[Record set]
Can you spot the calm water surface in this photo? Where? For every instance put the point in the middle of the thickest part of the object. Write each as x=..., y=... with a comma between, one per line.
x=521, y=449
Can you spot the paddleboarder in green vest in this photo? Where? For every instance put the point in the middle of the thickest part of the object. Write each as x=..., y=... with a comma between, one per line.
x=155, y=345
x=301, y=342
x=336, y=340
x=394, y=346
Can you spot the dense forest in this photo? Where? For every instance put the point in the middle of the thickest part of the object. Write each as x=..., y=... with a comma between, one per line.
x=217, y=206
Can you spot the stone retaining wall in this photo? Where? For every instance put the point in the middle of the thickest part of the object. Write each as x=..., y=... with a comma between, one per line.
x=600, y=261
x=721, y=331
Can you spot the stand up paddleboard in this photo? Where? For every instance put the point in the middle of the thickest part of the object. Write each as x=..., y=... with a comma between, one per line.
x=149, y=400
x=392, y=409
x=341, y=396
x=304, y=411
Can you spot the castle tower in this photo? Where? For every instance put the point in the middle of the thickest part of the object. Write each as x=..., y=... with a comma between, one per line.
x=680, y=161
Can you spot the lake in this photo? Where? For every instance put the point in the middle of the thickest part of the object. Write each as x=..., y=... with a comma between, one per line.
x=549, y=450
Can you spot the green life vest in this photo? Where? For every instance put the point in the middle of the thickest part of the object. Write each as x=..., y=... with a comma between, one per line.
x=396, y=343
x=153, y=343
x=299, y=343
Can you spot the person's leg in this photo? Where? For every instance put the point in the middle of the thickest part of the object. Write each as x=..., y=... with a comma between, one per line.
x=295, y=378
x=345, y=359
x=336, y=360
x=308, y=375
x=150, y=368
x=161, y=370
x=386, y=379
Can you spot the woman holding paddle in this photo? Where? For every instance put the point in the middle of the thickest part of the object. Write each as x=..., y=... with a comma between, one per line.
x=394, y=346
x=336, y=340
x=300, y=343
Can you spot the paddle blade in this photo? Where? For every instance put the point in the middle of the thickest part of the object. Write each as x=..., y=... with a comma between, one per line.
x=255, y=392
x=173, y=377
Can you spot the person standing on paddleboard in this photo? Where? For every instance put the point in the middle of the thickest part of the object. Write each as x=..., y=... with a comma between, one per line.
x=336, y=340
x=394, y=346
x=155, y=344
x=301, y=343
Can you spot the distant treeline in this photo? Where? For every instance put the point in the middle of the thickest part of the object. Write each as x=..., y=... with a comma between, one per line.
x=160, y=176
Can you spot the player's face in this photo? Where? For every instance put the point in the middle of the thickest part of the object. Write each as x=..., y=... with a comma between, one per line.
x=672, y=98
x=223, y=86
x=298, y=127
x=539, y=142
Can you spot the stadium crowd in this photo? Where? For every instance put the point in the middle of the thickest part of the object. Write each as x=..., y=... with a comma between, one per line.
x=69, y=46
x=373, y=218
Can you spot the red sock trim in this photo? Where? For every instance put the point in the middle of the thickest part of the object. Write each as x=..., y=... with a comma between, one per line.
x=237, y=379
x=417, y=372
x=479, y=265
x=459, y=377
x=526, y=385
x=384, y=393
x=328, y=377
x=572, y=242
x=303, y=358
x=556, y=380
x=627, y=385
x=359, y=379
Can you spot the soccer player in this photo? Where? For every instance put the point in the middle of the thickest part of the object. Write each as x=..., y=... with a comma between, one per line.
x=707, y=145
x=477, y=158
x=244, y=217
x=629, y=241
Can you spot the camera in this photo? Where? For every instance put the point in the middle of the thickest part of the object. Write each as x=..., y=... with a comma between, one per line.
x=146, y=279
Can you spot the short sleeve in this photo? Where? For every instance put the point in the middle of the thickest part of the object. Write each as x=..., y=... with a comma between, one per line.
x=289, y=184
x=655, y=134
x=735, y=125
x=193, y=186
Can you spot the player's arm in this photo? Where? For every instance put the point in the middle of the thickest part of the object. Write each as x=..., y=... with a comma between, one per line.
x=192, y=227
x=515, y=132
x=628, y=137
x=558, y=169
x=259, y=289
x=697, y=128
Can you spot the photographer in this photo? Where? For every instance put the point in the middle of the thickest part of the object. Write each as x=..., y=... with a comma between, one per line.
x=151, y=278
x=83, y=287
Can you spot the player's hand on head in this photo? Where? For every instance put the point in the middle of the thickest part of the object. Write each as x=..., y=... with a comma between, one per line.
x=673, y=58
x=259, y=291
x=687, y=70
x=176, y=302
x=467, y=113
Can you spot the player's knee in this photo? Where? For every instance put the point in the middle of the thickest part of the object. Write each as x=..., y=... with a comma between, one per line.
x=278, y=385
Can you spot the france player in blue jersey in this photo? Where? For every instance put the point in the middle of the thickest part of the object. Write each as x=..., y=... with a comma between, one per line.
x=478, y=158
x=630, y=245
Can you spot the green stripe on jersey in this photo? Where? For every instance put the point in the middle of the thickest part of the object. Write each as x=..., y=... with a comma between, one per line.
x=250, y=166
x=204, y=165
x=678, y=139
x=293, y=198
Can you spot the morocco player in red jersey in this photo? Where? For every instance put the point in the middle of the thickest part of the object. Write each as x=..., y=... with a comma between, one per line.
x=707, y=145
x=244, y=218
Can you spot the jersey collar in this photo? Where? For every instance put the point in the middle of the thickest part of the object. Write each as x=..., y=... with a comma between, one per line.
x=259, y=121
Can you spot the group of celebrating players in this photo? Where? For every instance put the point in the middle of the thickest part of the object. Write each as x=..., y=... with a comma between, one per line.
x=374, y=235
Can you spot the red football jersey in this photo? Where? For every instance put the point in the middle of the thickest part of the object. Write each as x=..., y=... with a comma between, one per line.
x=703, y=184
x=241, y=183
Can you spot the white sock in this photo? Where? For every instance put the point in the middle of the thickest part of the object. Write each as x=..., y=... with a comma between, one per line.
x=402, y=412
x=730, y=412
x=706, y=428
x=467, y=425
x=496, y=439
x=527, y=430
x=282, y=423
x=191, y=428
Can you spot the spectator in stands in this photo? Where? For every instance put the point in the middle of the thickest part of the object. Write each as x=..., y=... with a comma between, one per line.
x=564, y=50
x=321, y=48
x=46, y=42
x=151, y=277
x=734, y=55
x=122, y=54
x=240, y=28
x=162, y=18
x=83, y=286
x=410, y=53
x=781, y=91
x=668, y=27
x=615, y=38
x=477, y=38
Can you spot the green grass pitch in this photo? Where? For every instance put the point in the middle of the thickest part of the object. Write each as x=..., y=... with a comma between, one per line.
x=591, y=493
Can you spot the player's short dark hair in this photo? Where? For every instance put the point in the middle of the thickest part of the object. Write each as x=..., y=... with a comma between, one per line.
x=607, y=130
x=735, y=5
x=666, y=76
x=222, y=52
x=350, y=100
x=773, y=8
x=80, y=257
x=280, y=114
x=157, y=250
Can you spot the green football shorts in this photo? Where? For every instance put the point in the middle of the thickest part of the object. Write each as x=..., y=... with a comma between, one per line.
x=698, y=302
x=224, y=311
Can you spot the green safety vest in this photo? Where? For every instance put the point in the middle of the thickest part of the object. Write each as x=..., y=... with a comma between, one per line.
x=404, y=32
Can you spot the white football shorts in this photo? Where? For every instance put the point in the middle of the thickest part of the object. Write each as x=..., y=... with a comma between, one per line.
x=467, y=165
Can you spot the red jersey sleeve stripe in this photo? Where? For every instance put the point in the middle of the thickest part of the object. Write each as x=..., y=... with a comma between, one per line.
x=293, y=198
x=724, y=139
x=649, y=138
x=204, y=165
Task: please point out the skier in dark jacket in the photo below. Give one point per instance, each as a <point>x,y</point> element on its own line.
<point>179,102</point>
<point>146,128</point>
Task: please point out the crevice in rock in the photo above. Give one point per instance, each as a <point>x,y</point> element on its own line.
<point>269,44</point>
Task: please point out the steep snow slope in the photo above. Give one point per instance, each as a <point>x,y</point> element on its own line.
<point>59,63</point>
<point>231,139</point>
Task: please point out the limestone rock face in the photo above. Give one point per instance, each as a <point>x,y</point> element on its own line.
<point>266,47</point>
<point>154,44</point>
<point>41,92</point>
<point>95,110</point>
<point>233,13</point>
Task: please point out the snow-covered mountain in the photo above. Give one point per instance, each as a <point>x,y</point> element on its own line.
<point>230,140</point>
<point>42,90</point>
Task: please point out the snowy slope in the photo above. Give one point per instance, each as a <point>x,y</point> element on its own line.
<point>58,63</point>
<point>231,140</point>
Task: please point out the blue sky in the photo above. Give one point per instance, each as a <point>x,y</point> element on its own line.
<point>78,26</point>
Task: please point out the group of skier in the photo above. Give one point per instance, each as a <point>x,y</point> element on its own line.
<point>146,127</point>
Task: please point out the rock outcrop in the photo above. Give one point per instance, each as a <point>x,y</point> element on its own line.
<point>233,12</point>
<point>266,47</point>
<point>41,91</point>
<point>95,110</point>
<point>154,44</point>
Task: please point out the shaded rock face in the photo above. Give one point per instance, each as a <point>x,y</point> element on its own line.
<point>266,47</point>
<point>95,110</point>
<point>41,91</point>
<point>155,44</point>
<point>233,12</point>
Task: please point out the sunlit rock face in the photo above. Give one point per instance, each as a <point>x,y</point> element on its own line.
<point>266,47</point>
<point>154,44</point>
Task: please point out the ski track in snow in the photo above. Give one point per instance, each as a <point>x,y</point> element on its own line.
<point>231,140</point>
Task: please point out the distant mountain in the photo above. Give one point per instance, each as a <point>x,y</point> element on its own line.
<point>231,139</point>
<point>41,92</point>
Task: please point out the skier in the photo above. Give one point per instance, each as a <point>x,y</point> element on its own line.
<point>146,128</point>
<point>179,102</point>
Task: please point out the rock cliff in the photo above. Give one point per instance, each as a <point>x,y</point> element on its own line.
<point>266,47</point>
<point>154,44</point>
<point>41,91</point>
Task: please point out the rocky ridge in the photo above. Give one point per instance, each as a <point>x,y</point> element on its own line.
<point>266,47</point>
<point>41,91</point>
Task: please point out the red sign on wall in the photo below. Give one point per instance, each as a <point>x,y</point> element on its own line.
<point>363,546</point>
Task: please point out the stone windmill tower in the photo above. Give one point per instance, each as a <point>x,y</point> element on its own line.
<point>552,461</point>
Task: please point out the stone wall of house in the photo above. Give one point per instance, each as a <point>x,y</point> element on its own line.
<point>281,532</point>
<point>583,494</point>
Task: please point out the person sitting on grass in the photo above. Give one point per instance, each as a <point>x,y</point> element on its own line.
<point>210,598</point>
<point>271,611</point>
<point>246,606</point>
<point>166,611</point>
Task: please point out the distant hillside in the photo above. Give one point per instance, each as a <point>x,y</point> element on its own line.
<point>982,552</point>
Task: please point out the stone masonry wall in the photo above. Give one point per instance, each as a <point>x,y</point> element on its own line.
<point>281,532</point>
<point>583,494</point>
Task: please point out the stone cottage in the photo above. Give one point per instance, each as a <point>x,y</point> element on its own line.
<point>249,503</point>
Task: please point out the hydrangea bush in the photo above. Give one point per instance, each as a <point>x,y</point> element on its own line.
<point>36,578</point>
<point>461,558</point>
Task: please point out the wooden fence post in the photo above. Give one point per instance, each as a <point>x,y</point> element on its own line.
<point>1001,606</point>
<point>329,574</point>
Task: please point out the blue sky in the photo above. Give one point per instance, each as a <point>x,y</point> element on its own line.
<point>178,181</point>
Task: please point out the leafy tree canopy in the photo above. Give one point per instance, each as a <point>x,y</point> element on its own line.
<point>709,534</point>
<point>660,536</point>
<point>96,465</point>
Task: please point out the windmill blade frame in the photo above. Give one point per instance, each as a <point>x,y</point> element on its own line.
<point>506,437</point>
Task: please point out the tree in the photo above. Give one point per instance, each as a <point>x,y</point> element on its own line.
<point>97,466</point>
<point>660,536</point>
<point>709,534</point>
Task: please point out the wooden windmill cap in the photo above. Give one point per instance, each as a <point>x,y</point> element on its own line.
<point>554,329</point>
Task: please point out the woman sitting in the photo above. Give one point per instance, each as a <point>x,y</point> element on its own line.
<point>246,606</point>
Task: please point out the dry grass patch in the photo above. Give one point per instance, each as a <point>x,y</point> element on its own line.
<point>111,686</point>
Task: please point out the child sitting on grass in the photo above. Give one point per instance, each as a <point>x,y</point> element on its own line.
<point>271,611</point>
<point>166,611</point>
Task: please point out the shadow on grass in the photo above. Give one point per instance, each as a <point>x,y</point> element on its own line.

[Exercise aim] Reproduce only the lines running from the line containing "Task: please point out the wooden windmill" up to and including the line containing "<point>111,686</point>", keeping every item's wording intact and adding 76 to each coordinate in the answers.

[Exercise result]
Task: please point out the wooden windmill cap in the photo above. Give one point per instance, each as a <point>x,y</point> element on its own line.
<point>630,405</point>
Task: please point out the woman sitting in the photo above. Give one point per instance, each as a <point>x,y</point> element on its own line.
<point>322,682</point>
Task: please point out the dry grass patch in the photo above. Give one point per instance, each as a <point>x,y</point> element on its own line.
<point>187,762</point>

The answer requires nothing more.